▶ **Source extract**
┄┄┄┄┄┄┄┄┄┄┄┄┄┄┄┄┄┄┄┄
In the talk The Mess We’re In, Joe Armstrong mentions a system he imagined that merges similar programs that do the same thing; to essentially delete all duplicate programs. This reminded me of a program I have previously written, a Java implementation of the Huffman compression algorithm. I am currently learning Elixir and thought it would be an interesting exercise to implement the algorithm in a functional manner.
This post is the first in a series which will be exploring powerful, although seemingly basic, features of the Elixir programming language which make implementing the Huffman algorithm a breeze. Some of the features we will be using are: binary pattern matching, iolists, and recursion.
You are currently reading part one of the series. Part one will serve as an introduction to the Huffman algorithm and the data structures we will be using to implement the the algorithm. You can find the full code with comments, typespecs, and tests on Github.
Introduction
David Huffman, who founded the computer science department at my alma mater UC Santa Cruz (go banana slugs!), invented the Huffman algorithm in 1951 while he was a student at MIT. Huffman was tasked with an assignment to generate efficient binary encodings. Huffman realized he could generate these encodings with a frequency sorted binary tree. Huffman managed to create a better algorithm than the professor who gave the assignment!
Efficient binary encodings? Frequency sorted binary tree? What are these things? Thankfully, we don’t need a degree from MIT to understand these concepts.
First, we need a basic understanding of how text is stored in files. Computers can only store binary data, however, binary data is unreadable to (most) people. Fortunately for us, characters such as ‘x’, ‘1’, or ‘\n’ can be encoded as binary data in a variety of ways. One such encoding, ASCII, stores characters as binary data in either seven or eight bits. With seven bits we can store the values 0 - 127. This gives us 128 possible characters we can encode with ASCII. With eight bits we can store 0 - 255 for 256 possible characters. For the following example assume we’re using eight bit ASCII.
┄┄┄┄┄┄┄┄┄┄┄┄┄┄┄┄┄┄┄┄
▶ **Dataset records**
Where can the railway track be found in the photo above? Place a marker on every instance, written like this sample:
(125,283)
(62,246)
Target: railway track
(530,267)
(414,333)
┄┄┄┄┄┄┄┄┄┄┄┄┄┄┄┄┄┄┄┄
▶ **Written instruction 1**
In the Huffman post, in what year did David Huffman invent his algorithm, and where was he a student at the time?
▶ **Written instruction 2**
Write the next part of the Huffman post, picking up after its final sentence.
The items have no connection to the Huffman post.

▶ **Expected answer 1**
He invented it in 1951 while he was a student at MIT.

▶ **Expected answer 2**
For example, the character ‘x’ is represented by the decimal value 120 or binary 1111000
. You can find ASCII tables online for more examples. Consider the string “go go gophers”. This string can be encoded as:
However, the string “go go gophers” only has 8 unique characters: ‘g’, ‘o’, ’ ’, ‘p’, ‘h’, ‘e’, ‘r’, and ‘s’. This means we can create an encoding using only three bits. We can create a lookup table for our encoding:
With our lookup table we can encode “go go gophers” as:
With ASCII we need 104 bits to store the string, however, with our encoding we only need 39 bits! These are the “efficient binary encodings” Huffman was looking for!
However, Huffman realized he could do better. Notice that the characters ‘g’, ‘o’, and ’ ’ occur more frequently than the rest of the characters in our example string. Huffman’s algorithm creates more efficient encodings by assigning smaller (less bits) encodings to characters which occur more frequently. Let’s take a basic look at how the Huffman algorithm works.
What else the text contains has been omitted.